| The problem |
Retype, word for word, each line between the lines holding "TARGET = chocolate cookie" and "TARGET = clear sky", inclusive, and leave the rest of the data alone.

[Items listed in a dataset]
= Beginning of Section =

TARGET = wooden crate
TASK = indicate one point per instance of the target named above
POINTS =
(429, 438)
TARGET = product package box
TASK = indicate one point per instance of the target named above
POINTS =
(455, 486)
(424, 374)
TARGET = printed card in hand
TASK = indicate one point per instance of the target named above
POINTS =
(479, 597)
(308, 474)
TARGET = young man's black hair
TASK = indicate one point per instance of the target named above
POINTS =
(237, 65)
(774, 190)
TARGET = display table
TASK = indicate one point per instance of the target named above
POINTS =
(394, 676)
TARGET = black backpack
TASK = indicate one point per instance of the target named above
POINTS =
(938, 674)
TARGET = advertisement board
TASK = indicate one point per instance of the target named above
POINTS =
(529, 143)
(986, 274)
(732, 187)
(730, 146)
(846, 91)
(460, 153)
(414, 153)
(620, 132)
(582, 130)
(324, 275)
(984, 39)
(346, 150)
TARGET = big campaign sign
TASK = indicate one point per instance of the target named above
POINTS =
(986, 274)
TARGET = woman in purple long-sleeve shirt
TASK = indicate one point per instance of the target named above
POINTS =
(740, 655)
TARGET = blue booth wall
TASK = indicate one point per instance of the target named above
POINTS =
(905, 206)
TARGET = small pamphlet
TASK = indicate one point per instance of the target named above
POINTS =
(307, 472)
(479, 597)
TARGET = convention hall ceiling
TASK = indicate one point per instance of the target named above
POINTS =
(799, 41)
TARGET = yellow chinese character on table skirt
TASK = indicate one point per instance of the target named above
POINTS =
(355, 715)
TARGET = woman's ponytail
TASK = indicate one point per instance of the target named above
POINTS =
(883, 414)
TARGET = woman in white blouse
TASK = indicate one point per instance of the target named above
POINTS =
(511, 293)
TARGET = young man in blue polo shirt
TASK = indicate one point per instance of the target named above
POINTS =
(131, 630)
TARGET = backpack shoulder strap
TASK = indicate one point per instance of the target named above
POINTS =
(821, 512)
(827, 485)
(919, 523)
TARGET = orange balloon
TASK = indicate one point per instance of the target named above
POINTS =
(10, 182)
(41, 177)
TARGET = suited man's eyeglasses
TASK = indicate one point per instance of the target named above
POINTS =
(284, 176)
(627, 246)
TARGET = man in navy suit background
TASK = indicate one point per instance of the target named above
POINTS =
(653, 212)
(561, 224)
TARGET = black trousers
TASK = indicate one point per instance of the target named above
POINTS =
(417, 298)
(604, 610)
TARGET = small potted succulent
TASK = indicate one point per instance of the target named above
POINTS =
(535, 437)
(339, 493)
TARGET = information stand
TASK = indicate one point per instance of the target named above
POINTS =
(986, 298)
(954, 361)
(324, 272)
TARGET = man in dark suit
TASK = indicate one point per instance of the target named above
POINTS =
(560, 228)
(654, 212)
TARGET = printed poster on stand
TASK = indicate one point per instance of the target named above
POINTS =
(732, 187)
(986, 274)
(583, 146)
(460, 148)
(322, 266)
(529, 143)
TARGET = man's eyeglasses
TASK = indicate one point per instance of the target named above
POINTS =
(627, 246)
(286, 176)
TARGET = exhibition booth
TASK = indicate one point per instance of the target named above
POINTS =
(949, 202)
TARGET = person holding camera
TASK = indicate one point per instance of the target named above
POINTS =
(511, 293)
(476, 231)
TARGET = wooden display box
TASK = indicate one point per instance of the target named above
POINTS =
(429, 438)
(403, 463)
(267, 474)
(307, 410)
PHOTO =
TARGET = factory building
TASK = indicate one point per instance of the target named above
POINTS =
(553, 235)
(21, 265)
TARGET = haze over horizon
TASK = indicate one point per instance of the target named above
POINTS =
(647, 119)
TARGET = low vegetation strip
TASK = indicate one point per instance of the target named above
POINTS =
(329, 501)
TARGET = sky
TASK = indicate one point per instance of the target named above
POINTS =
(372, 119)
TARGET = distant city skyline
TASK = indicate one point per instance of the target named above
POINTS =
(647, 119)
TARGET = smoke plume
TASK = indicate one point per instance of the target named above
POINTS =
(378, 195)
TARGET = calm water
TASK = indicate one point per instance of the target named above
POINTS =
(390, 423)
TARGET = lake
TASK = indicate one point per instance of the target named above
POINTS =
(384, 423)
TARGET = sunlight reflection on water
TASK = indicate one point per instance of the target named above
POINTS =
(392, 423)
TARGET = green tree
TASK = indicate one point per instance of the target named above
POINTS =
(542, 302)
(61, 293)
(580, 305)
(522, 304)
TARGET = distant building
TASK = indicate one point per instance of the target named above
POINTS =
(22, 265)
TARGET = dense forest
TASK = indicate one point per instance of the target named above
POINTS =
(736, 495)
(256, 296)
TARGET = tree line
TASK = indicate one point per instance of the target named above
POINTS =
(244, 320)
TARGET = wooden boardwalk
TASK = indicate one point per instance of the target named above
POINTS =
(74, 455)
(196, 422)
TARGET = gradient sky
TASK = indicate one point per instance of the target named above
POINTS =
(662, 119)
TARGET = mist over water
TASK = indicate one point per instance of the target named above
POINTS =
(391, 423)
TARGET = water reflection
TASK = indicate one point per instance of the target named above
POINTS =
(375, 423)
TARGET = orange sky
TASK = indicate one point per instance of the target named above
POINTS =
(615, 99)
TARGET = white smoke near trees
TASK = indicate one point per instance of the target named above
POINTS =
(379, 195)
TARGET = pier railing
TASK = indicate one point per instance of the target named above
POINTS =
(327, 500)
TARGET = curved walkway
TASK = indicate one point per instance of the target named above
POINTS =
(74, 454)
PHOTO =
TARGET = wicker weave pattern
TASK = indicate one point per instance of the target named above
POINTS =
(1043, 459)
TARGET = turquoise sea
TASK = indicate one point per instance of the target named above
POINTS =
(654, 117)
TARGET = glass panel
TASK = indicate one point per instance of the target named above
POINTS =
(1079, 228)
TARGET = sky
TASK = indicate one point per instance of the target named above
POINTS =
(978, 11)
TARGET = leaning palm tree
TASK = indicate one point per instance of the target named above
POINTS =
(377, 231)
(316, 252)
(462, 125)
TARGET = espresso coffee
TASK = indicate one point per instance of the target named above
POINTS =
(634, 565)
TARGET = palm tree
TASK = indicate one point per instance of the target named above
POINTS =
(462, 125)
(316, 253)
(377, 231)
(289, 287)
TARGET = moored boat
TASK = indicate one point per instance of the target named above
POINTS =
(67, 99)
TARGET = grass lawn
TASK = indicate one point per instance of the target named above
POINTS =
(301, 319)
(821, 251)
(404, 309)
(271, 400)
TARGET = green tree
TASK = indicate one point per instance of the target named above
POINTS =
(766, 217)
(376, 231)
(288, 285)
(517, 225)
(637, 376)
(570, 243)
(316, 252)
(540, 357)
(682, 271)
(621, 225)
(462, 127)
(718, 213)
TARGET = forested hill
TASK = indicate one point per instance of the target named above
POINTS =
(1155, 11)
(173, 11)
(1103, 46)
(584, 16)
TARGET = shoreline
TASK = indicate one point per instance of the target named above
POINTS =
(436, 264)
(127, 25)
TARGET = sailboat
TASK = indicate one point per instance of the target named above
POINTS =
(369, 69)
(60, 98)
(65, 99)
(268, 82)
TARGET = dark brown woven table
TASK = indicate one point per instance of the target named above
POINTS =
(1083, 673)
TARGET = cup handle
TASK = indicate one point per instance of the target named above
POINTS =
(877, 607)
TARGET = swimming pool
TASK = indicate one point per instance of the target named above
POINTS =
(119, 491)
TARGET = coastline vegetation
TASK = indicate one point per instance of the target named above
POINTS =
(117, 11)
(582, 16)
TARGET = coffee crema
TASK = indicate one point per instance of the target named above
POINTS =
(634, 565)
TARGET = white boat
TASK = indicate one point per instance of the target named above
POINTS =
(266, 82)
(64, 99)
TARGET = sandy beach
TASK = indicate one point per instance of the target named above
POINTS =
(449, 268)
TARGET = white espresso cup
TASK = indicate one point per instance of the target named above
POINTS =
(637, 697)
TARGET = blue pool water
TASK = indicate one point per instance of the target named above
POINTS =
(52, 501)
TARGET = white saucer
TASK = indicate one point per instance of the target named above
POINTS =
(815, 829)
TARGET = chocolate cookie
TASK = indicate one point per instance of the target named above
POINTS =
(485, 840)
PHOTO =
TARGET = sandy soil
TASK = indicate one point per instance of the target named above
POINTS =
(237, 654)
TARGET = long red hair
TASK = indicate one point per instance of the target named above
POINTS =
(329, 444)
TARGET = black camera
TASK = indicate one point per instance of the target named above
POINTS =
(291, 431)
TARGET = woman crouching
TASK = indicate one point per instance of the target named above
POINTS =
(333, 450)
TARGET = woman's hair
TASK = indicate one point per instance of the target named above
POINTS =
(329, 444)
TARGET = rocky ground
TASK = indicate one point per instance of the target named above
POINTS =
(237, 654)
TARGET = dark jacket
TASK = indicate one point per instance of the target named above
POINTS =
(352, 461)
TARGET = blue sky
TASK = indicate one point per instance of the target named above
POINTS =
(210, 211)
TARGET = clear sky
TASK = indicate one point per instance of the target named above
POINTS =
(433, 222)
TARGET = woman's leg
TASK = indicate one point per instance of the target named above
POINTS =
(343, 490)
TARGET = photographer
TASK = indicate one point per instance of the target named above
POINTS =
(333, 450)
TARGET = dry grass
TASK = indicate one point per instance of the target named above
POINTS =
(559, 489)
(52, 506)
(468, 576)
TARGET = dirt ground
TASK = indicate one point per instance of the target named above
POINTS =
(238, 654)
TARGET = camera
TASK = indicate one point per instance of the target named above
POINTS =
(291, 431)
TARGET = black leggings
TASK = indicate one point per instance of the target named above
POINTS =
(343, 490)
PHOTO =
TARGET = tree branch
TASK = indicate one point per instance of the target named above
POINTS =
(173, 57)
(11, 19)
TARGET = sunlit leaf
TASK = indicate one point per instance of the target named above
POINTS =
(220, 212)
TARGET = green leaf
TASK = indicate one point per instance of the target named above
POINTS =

= End of Section =

| Problem solution |
TARGET = chocolate cookie
TASK = indicate one point per instance of the target named above
POINTS =
(485, 840)
PHOTO =
TARGET = sandy soil
TASK = indicate one point per instance of the target named above
POINTS =
(237, 654)
TARGET = long red hair
TASK = indicate one point per instance of the target named above
POINTS =
(329, 444)
TARGET = black camera
TASK = indicate one point per instance of the target named above
POINTS =
(291, 431)
TARGET = woman crouching
TASK = indicate one point per instance of the target named above
POINTS =
(333, 450)
TARGET = woman's hair
TASK = indicate one point per instance of the target named above
POINTS =
(329, 444)
TARGET = rocky ground
TASK = indicate one point per instance of the target named above
POINTS =
(237, 654)
TARGET = dark jacket
TASK = indicate one point per instance of the target named above
POINTS =
(352, 461)
TARGET = blue sky
TASK = indicate one point per instance of the target named above
POINTS =
(210, 211)
TARGET = clear sky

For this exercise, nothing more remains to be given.